▶ _What the exercise asks_
Copy the records from their first line through the line containing "134], [481, 136]]", inclusive, replacing "whole pixels" with "integer pixels" and leaving everything else unchanged.

▶ _Input records_
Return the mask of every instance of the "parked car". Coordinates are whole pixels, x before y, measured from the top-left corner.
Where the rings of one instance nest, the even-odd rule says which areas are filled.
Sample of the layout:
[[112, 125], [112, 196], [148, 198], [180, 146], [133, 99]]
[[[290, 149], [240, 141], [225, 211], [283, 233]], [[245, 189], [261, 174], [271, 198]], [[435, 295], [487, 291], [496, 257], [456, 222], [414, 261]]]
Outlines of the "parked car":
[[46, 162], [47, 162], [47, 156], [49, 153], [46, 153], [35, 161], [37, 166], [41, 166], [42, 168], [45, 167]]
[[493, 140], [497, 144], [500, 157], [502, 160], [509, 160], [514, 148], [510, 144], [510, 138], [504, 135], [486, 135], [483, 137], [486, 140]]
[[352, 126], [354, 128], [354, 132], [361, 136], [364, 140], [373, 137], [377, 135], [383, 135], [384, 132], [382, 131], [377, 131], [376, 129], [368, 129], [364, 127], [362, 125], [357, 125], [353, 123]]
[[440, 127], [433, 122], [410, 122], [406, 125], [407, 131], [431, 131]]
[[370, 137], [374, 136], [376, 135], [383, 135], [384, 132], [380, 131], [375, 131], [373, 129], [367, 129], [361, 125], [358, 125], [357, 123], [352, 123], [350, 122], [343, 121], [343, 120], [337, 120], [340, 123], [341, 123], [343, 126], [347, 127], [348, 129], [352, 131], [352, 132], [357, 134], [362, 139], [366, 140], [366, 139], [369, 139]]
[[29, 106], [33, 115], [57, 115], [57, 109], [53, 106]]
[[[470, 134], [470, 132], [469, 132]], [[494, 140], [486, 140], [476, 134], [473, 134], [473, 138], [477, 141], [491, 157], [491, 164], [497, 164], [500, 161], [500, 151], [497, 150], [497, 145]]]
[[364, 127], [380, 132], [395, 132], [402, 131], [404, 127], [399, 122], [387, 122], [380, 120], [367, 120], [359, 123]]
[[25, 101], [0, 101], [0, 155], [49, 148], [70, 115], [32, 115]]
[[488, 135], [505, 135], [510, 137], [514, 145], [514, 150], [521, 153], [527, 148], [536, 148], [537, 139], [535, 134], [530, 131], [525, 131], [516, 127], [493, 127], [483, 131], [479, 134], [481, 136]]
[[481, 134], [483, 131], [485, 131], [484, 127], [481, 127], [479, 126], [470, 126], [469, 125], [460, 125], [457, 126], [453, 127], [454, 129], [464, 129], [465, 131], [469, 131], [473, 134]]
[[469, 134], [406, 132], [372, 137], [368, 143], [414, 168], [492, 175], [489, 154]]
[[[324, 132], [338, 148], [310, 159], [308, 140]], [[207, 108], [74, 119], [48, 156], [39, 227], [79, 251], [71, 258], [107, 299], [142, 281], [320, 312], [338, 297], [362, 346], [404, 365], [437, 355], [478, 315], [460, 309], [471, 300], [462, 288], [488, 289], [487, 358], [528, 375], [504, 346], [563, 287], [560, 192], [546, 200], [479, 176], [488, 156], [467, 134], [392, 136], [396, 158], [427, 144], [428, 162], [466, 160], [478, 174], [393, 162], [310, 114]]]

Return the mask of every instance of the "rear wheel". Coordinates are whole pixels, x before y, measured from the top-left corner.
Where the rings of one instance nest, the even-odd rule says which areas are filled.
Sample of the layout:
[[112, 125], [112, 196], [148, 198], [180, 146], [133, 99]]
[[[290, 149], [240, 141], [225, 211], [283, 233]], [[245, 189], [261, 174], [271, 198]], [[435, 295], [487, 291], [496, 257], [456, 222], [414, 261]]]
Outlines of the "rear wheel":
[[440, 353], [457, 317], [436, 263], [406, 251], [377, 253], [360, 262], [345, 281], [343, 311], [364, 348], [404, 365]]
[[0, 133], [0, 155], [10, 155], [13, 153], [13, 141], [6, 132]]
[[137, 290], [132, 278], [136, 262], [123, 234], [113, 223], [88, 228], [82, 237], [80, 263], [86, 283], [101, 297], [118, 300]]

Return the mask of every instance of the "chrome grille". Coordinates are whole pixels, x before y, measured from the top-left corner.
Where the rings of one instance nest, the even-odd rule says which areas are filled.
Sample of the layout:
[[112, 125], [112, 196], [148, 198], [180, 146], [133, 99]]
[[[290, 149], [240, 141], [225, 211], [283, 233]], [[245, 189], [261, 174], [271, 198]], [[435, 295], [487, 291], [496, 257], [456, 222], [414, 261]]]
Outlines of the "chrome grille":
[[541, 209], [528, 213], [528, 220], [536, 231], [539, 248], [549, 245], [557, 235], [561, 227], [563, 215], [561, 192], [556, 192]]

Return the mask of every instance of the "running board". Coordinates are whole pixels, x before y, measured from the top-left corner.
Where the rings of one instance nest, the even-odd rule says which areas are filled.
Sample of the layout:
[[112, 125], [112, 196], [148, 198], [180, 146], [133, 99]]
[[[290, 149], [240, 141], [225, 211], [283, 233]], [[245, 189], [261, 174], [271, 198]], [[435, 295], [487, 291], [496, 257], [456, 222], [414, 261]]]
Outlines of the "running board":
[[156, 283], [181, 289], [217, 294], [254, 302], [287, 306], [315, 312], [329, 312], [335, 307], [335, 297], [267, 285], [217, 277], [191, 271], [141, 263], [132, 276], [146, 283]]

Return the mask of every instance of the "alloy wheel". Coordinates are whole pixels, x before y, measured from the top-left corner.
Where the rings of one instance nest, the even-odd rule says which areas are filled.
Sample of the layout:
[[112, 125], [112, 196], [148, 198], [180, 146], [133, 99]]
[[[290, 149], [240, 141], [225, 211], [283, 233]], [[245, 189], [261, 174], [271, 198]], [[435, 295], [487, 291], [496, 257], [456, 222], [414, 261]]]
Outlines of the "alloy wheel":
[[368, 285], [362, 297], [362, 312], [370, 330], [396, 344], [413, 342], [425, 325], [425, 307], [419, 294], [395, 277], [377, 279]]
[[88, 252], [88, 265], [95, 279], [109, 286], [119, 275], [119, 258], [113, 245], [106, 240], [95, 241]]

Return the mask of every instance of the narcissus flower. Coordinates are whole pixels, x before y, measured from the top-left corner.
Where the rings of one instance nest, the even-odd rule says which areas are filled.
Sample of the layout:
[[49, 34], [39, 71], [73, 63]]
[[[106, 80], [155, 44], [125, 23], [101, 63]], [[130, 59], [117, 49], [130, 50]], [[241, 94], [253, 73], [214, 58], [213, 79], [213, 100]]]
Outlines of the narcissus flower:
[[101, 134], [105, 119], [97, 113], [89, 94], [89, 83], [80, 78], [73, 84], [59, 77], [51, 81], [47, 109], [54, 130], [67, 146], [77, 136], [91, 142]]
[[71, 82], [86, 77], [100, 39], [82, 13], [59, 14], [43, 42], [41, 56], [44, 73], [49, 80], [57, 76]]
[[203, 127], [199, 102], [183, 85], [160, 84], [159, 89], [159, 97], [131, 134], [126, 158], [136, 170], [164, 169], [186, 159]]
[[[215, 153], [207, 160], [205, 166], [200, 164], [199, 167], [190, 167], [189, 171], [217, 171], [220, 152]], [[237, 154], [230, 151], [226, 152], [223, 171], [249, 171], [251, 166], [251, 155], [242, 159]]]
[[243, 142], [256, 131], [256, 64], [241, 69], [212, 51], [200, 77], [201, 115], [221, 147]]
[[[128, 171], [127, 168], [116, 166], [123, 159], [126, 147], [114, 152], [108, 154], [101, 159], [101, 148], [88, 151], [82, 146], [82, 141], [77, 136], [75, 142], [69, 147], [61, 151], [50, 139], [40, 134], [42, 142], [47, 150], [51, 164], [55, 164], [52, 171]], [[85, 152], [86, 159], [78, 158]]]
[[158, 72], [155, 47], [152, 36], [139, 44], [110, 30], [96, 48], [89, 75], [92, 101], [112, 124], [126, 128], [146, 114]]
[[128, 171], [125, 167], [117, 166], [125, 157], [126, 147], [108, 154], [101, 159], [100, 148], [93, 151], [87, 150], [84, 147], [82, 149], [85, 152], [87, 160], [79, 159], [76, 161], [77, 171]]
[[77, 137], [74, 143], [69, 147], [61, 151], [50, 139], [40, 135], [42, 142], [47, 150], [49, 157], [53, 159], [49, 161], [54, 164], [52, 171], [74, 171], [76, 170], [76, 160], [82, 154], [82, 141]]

▶ _Exercise solution_
Return the mask of every instance of the "parked car". Coordinates are integer pixels, x before y, measured from the top-left corner.
Where the rings of one instance nest, the even-odd rule says which areas are filled.
Sample of the layout:
[[112, 125], [112, 196], [148, 198], [180, 146], [133, 99]]
[[[290, 149], [240, 141], [225, 211], [283, 233]], [[245, 189], [261, 174], [271, 198]], [[435, 295], [487, 291], [496, 257], [456, 222], [414, 261]]]
Outlines of the "parked car":
[[46, 162], [47, 162], [47, 156], [49, 153], [46, 153], [35, 161], [37, 166], [41, 166], [42, 168], [45, 167]]
[[493, 140], [497, 144], [500, 157], [502, 160], [509, 160], [514, 148], [510, 144], [510, 138], [504, 135], [486, 135], [483, 137], [486, 140]]
[[352, 126], [354, 128], [354, 132], [361, 136], [364, 140], [373, 137], [377, 135], [383, 135], [384, 132], [382, 131], [377, 131], [376, 129], [368, 129], [364, 127], [362, 125], [357, 125], [353, 123]]
[[440, 127], [433, 122], [410, 122], [406, 125], [407, 131], [431, 131]]
[[370, 137], [374, 136], [376, 135], [383, 135], [384, 132], [380, 131], [375, 131], [373, 129], [367, 129], [361, 125], [358, 125], [357, 123], [352, 123], [350, 122], [343, 121], [343, 120], [337, 120], [340, 123], [341, 123], [343, 126], [347, 127], [348, 129], [352, 131], [352, 132], [357, 134], [362, 139], [366, 140], [366, 139], [369, 139]]
[[29, 106], [33, 115], [57, 115], [57, 109], [53, 106]]
[[[470, 134], [470, 132], [469, 132]], [[494, 140], [486, 140], [476, 134], [473, 134], [473, 138], [477, 141], [491, 157], [491, 164], [497, 164], [500, 161], [500, 151], [497, 150], [497, 145]]]
[[364, 127], [380, 132], [395, 132], [402, 131], [404, 127], [399, 122], [387, 122], [380, 120], [367, 120], [359, 123]]
[[25, 101], [0, 101], [0, 155], [49, 148], [70, 115], [32, 115]]
[[488, 135], [505, 135], [510, 137], [514, 145], [514, 150], [521, 153], [527, 148], [536, 148], [537, 139], [535, 134], [530, 131], [525, 131], [516, 127], [493, 127], [483, 131], [479, 134], [481, 136]]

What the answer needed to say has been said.